Source excerpt:
Rotating Principal Components to explore change over the lifespan in New Zealand English monophthongs

Elena Sheard & Joshua Wilson Black

Te Kāhui Roro Reo | New Zealand Institute of Language, Brain and Behaviour
Te Whare Wānanga o Waitaha | University of Canterbury

Methods in Dialectology, July 4

Background

  • QuakeBox 1 (2011-2012) and QuakeBox 2 (2020-2021) contain monologues from the same speakers (n=51).
  • Two questions:
    1. Are the patterns of covariation similar?
    2. Do speakers change their position with respect to these patterns?
  • Yes to (1): Hurring et al. (Under review)
  • Yes to (2): Sheard and Wilson Black (2023)
  • Methodological challenge: compare PCA across datasets.
  • NZILBB has a very valuable resource for studying speaker change over time in the QuakeBox 1 and QuakeBox 2 corpora. We use a subset of 51 speakers who pass a filter for data quantity at both QuakeBox 1 and QuakeBox 2.

Records:

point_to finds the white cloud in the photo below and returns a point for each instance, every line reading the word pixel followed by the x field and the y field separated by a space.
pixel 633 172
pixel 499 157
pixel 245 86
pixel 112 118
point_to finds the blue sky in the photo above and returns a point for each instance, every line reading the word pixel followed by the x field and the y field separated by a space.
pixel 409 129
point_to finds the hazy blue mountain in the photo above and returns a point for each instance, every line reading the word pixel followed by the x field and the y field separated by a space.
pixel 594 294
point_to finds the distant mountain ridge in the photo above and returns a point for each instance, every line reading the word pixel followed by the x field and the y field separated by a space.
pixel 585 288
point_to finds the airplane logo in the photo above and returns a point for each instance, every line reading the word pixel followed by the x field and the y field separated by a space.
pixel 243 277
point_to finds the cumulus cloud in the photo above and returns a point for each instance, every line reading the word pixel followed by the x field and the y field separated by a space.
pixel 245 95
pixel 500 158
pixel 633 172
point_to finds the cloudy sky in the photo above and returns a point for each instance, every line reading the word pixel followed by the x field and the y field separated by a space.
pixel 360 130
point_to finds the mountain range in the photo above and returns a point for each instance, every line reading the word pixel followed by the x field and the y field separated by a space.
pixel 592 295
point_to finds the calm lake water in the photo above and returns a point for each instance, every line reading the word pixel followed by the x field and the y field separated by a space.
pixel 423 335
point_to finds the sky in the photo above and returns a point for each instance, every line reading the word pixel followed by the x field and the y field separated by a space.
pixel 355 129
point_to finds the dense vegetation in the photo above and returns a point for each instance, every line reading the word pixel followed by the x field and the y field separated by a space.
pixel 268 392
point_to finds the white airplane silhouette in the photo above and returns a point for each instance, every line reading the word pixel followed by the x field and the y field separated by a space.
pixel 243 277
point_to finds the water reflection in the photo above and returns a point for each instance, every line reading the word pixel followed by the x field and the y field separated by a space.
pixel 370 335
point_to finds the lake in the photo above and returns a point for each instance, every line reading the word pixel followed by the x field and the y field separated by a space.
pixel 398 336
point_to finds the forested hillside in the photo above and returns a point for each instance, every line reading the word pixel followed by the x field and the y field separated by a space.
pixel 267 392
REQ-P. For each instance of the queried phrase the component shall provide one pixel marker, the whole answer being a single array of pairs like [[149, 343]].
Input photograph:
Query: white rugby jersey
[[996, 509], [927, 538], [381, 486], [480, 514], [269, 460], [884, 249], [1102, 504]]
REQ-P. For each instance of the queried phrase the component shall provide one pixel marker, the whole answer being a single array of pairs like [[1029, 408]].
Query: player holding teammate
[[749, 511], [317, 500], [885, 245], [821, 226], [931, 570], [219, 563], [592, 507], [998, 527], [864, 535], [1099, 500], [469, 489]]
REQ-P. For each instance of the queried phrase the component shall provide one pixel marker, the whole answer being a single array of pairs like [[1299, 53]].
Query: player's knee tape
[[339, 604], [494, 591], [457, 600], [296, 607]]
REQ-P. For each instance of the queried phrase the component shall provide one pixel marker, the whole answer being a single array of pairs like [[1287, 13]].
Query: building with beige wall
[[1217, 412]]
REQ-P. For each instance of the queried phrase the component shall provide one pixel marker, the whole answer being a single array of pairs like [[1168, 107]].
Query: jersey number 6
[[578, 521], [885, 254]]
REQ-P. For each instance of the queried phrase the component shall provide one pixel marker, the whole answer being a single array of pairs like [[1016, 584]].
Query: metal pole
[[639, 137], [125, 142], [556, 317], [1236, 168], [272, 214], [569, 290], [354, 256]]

What is needed:
Pick up the talk on rotating principal components for New Zealand English vowels at the point where it stops, and write its next section.

Final result:
  • With covariation in mind. We can ask two questions:

  1. Are the patterns of covariation in vocalic variables the same in QuakeBox 1 and QuakeBox 2? This is to ask about stability between the two corpora.

  2. If the patterns of covariation remain the same, do individual speakers or groups of speakers shift with respect to these patterns?

  • Hurring et al. (under review) answers “yes” to the first question.

  • We presented some evidence towards a “yes” answer to the second question at last year’s ALS. Our results remain pretty much unchanged, although with a touch more methodological sophistication.

  • Indeed, today’s focus is methodological. There are a series of issues which arise when trying to compare PCAs applied to distinct data sets.

  • We can borrow tools from other disciplines, but there are practical issues which we have to figure out for the kind of data used in sociophonetics, too.

Especially important for difference

Overview

  1. When is PCA unstable?
  2. Rotating and Scaling PCs
    • Manual rotation
    • Procrustes rotation
  3. Change over the life span in QuakeBox.
  1. It is worth starting with an intuitive, geometrical, explanation of what PCA is.
    • Get on the same page as one another.
    • Rotation is an idea which you will have a geometrical handle on.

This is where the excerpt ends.